- Provided data:

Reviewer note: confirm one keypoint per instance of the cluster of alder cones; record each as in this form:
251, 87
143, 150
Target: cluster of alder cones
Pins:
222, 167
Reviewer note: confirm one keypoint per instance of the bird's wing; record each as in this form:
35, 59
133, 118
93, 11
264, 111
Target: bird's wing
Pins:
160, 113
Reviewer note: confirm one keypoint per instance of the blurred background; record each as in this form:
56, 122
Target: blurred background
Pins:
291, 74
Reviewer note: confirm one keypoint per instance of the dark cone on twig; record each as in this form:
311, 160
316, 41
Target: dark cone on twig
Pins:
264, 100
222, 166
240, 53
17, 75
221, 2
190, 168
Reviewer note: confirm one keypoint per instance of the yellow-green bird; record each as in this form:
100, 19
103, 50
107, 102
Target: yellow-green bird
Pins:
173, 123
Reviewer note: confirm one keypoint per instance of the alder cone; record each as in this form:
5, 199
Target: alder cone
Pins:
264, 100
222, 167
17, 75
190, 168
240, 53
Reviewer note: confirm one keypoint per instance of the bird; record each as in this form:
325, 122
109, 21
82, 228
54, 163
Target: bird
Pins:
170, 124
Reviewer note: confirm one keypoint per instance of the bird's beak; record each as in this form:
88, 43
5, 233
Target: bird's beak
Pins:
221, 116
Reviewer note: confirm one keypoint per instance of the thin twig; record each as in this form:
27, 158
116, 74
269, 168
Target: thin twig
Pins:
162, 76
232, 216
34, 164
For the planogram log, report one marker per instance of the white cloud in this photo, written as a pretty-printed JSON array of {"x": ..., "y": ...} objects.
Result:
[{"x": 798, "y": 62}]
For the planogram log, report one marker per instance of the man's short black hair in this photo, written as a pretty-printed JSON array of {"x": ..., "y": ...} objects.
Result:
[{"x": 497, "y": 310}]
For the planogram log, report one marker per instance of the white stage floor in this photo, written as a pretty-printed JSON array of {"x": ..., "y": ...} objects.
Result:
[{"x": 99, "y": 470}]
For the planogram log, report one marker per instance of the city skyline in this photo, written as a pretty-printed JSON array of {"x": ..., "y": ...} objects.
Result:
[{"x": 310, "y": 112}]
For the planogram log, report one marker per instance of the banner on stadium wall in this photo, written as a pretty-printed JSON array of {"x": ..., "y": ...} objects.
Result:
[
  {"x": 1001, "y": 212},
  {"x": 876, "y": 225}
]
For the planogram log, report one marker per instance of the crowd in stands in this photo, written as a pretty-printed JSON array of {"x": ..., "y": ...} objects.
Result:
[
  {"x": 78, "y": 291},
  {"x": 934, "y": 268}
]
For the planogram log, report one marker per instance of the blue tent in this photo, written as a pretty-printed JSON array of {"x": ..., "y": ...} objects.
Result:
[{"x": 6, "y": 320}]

- What to do:
Among the lines of the data above, find those with the word "note" and show them.

- Task output:
Reviewer note: confirm one keypoint per instance of the cluster of alder cones; record each as in this form:
Reviewer note: confirm one keypoint per instance of the bird's wing; record each as in this form:
Reviewer note: confirm one keypoint per instance of the blurred background; record each as in this form:
Reviewer note: confirm one keypoint per instance of the dark cone on twig; record each as in this form:
Reviewer note: confirm one keypoint per instance of the yellow-green bird; record each as in this form:
Reviewer note: confirm one keypoint per instance of the alder cone; record each as in this form:
Reviewer note: confirm one keypoint per instance of the bird; record each as in this form:
Reviewer note: confirm one keypoint per instance of the bird's beak; record each as in this form:
Reviewer note: confirm one keypoint per instance of the thin twig; record each as in this form:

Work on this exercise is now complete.